> **Task description**
Continue the article on the D.C. premises liability case involving the church parking lot, starting after its last sentence.

In all Washington, D.C. premises liability cases, one of the key issues that must be resolved is whether the defendant landowner violated a duty of care that it owed to the plaintiff. As a general rule, a duty of care exists any time someone enters another party’s land with the landowner’s permission. The question then often becomes whether the defendant knew about the hazard that caused the plaintiff’s injuries.
In some situations, a plaintiff may bring a premises liability lawsuit against a landowner for injuries that did not occur on that party’s property. The general rule in these cases is that there is not a duty to protect someone once they leave – or before they enter – a landowner’s property. However, if a plaintiff is able to establish that the landowner, through their conduct, assumed a duty of care, a plaintiff may be able to proceed with their lawsuit.
A recent case discusses the later situation in the context of an accident that occurred while a parishioner was crossing the street from an off-site church parking lot.
The Facts of the Case
The plaintiff was a member of the defendant church. One day, the plaintiff drove to the church to attend an evening service. When he arrived, the church’s parking lot was full, and a volunteer parking attendant directed the plaintiff across the street.

> **The data**
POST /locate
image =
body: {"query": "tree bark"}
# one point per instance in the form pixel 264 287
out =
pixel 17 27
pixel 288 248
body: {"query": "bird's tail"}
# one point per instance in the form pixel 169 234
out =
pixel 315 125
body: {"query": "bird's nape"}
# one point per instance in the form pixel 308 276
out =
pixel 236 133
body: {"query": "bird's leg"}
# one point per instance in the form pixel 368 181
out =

> **Reply to the exercise**
The plaintiff drove to the off-site parking lot and parked his car. While there were attendants at the nearest intersection to assist parishioners in crossing the street, no one informed the plaintiff of this fact, and he attempted to cross the street mid-block. As the plaintiff attempted to cross, he was struck by another motorist and seriously injured.
The plaintiff filed a personal injury lawsuit against the church, arguing that it was negligent in failing to provide assistance to him while crossing the street. The church argued that the injury occurred on public property, and it did not assume a duty of care by simply maintaining an off-site parking lot.
The court agreed with the church, finding that in this situation, the church did not assume a duty of care that was owed to the plaintiff. The court began its analysis with the general rule that a landowner generally does not have a duty to protect others from hazards that are not located on their property. Here, the court held, the church did not assume a duty of care by simply maintaining the parking lot. The church noted that, had there been other evidence presented indicating that the church somehow increased the danger in crossing the road, the analysis may have turned out differently.
Have You Been Injured in a Washington, D.C. Slip and Fall Accident?
If you or a loved one has recently been injured while on the property of another party, you may be entitled to monetary compensation through a Washington, D.C. premises liability lawsuit. The dedicated Washington, D.C. personal injury and wrongful death attorneys at the law firm of Lebowitz & Mzhen Personal Injury Lawyers have extensive experience representing victims in a wide range of personal injury lawsuits. Call 410-654-3600 to schedule a free consultation with an attorney today.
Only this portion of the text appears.